__BRIEF__: Return every line of the listing below, unchanged, from its first line to the line holding "Query: elderly woman", that line included.

'''

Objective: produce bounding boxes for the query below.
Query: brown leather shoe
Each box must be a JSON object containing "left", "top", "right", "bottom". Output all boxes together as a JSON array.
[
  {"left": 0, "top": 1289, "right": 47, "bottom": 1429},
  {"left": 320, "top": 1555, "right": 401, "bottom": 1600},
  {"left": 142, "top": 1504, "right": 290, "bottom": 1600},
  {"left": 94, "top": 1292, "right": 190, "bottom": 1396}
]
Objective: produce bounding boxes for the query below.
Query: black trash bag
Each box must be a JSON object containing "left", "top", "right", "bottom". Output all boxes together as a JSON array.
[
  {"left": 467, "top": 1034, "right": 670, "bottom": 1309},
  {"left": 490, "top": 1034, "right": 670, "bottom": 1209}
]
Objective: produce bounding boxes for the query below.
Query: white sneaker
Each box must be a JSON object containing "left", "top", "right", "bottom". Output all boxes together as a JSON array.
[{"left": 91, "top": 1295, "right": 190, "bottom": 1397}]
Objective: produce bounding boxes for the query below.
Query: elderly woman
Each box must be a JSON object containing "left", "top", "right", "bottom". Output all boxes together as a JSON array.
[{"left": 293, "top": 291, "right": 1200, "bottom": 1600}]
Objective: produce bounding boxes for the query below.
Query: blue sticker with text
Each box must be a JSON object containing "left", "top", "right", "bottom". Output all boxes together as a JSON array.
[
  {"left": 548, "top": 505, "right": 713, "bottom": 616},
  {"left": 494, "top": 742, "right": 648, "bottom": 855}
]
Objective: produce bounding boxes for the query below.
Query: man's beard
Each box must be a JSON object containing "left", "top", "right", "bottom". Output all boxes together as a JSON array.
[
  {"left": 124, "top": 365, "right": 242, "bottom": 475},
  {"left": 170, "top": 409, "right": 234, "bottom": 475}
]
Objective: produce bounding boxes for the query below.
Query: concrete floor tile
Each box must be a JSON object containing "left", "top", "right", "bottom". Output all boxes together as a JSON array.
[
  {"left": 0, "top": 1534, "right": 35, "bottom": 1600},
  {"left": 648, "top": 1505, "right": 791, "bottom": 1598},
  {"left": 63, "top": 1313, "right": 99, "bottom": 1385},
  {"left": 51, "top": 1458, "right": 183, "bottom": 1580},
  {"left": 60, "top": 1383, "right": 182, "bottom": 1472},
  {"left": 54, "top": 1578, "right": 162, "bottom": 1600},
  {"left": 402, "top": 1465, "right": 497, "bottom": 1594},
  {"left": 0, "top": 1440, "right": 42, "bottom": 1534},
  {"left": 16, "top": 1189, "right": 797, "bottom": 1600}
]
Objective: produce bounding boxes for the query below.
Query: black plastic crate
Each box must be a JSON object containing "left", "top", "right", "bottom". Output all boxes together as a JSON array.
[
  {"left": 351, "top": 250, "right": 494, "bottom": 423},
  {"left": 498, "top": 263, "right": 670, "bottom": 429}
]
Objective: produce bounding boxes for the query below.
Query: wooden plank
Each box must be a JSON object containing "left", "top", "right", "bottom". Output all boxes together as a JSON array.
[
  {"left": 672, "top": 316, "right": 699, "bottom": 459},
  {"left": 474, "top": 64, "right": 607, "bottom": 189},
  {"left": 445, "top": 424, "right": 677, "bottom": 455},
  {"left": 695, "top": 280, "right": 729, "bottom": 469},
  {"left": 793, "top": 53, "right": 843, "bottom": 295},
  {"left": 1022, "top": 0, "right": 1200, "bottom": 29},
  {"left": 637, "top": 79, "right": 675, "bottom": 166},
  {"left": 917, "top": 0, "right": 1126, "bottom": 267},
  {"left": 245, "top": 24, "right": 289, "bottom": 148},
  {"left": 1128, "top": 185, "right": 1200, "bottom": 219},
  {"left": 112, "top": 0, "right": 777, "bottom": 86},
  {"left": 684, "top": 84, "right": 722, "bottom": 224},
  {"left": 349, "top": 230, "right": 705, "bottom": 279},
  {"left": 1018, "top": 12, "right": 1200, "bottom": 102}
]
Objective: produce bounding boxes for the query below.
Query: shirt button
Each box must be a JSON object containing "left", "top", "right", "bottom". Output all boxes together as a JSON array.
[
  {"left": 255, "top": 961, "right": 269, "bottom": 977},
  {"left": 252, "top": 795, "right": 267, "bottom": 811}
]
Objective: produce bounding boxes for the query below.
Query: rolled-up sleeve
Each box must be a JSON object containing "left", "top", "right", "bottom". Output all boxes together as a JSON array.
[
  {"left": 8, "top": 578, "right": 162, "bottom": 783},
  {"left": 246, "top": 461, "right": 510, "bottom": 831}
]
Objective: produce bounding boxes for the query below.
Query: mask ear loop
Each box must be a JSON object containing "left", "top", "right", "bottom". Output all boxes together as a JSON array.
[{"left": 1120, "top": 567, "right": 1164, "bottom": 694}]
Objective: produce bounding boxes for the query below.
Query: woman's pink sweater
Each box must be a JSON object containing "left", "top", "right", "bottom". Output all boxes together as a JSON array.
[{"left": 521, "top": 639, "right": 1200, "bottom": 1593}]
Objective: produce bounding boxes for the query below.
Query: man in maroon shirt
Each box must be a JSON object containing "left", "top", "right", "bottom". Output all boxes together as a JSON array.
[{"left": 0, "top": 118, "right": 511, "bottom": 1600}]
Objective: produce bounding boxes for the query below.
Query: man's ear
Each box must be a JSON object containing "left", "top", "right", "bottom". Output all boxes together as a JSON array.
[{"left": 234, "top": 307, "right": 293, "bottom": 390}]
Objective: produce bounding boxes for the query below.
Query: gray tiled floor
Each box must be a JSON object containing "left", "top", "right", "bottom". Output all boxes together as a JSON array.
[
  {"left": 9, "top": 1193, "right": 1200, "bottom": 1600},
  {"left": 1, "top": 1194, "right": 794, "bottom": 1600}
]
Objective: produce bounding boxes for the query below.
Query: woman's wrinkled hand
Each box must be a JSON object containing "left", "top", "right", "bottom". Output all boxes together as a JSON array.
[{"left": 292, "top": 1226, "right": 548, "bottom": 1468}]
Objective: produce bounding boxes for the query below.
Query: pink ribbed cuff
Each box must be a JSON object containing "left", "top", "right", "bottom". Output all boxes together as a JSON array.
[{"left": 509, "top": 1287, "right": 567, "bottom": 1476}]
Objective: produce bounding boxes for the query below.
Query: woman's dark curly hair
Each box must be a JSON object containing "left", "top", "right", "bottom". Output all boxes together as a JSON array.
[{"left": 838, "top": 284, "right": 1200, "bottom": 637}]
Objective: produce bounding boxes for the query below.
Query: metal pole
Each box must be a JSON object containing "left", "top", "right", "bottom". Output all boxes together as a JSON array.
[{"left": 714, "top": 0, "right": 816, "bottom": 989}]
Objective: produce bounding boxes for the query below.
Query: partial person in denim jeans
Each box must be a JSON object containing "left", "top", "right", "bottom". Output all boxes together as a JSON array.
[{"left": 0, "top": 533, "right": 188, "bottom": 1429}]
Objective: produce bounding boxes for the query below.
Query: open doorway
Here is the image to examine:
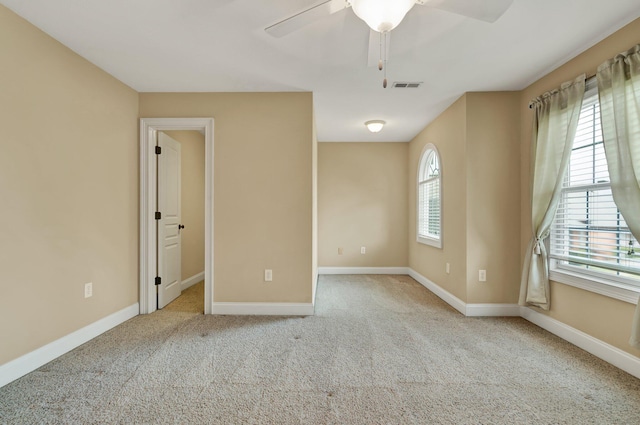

'''

__EXERCISE OUTPUT__:
Objective: produce bounding boxes for the query below.
Query: brown leather shoe
Each box must be a JSON object containing "left", "top", "right", "bottom". Output all boxes together as a JSON array.
[
  {"left": 0, "top": 1289, "right": 47, "bottom": 1429},
  {"left": 320, "top": 1555, "right": 401, "bottom": 1600},
  {"left": 142, "top": 1504, "right": 290, "bottom": 1600},
  {"left": 94, "top": 1292, "right": 190, "bottom": 1396}
]
Objective: produce bounding boxes for the query below.
Query: black trash bag
Each box must be a JSON object containing "left", "top", "right", "bottom". Output all boxes together as a JSON array.
[
  {"left": 467, "top": 1034, "right": 670, "bottom": 1309},
  {"left": 490, "top": 1034, "right": 670, "bottom": 1209}
]
Objective: produce bounding boxes for the query below.
Query: white sneaker
Each box must be a JSON object containing "left", "top", "right", "bottom". Output all boxes together as a JSON array.
[{"left": 91, "top": 1295, "right": 190, "bottom": 1397}]
Objective: produce bounding boxes for the query below.
Query: elderly woman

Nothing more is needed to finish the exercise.